▶ **EXTRACT PROVIDED**
╔══

EMS Airway Expert Charlie Eisele shows the airway structures on a cross section of a plasticized cadaver head. Photo James Radcliffe

Relax & Recall Your Anatomy Lessons
Remember to work smarter, not harder. When I teach together with my flight medic friend of mine (the one who grades intubation difficulty in levels of fun), he always says, “Relax. Your most important decision in your shift is what’s for lunch. This will pass.”

So relax and take a deep breath. If you’re one of those folks who needs to take a death grip on the handle and your arm shakes when you intubate, try a pediatric handle and hold it with two fingers and your thumb toward the base of the blade. Great. Now imagine those ancient Egyptians again moving large stones with a lever. They didn’t move it by rocking back; they lifted up and forward. so place the laryngoscope blade at the base of the tongue and lift up and out to move it out of the field of view to visualize the laryngeal structures.

I tried every trick and gadget I could find for years, but they never seemed to work and all I did was get frustrated. I was told if you drop the head of the patient off the end of the stretcher or prop up the shoulders, it would make a better view—wrong. It wasn’t until I started to study the anatomy and consider what I was trying to accomplish that I realized that all I was doing was moving all the structures into my field of view, requiring me to move them even farther to get that good look at the larynx. However, if the patient’s condition will allow, then raise the head to bring the ears even with the chest, thus aligning the axes to allow for a better view.

╚══

▶ **DESCRIPTION OF THE TASK**
Continue the passage on intubation and airway anatomy, starting after its last sentence.

▶ **PROVIDED RECORDS**

╔══

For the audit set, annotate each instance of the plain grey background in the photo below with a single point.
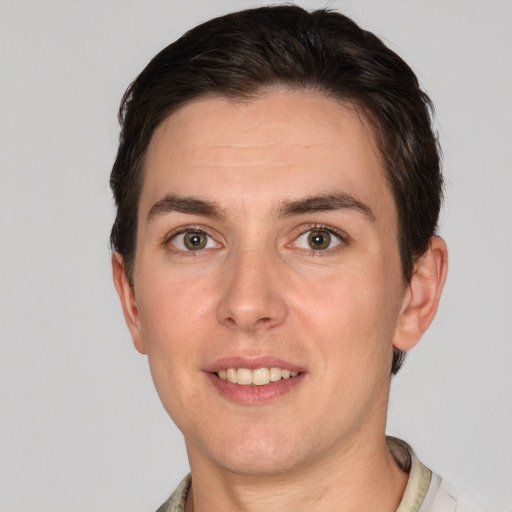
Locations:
(81, 428)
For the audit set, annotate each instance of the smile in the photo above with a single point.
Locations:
(258, 377)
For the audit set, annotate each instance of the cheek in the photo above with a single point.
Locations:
(355, 314)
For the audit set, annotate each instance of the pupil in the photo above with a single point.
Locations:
(195, 240)
(319, 240)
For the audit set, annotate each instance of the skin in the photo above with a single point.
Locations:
(259, 290)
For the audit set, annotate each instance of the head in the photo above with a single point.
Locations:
(246, 54)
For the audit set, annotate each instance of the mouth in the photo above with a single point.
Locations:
(257, 377)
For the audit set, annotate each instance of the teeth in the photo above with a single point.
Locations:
(259, 377)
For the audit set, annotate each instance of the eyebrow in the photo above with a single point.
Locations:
(324, 203)
(321, 203)
(189, 205)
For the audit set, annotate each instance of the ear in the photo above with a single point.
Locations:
(422, 296)
(127, 295)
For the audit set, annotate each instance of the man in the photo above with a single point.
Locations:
(278, 188)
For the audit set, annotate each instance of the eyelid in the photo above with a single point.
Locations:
(342, 236)
(182, 230)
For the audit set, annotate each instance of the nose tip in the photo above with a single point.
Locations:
(251, 298)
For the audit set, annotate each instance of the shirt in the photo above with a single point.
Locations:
(425, 491)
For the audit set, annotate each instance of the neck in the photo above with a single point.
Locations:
(364, 477)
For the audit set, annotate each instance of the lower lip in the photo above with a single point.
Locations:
(254, 394)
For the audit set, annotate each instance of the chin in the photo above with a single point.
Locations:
(251, 454)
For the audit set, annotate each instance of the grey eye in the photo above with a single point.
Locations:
(193, 241)
(318, 240)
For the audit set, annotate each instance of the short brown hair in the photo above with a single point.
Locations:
(241, 55)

╚══

▶ **ANSWER BELOW**
Success Is As Easy As…
Finding your success is as easy as following this simple rule: Don’t block your view. Keep the blade at an angle to maximize the field of view by sweeping the tongue to the left and slightly turning the handle toward the left. Make sure when inserting the tube to keep the tube to the right side of the mouth, and watch the tip advance through the glottic opening. One technique for advancing the tube is the hook method, simply sliding the tube into the oral cavity from the right corner of the mouth.

If you understand the anatomy and the mechanics of direct laryngoscopy, your success rate will greatly improve. Remember that intubation is a finesse skill, not brute force, so relax and work smarter, not harder.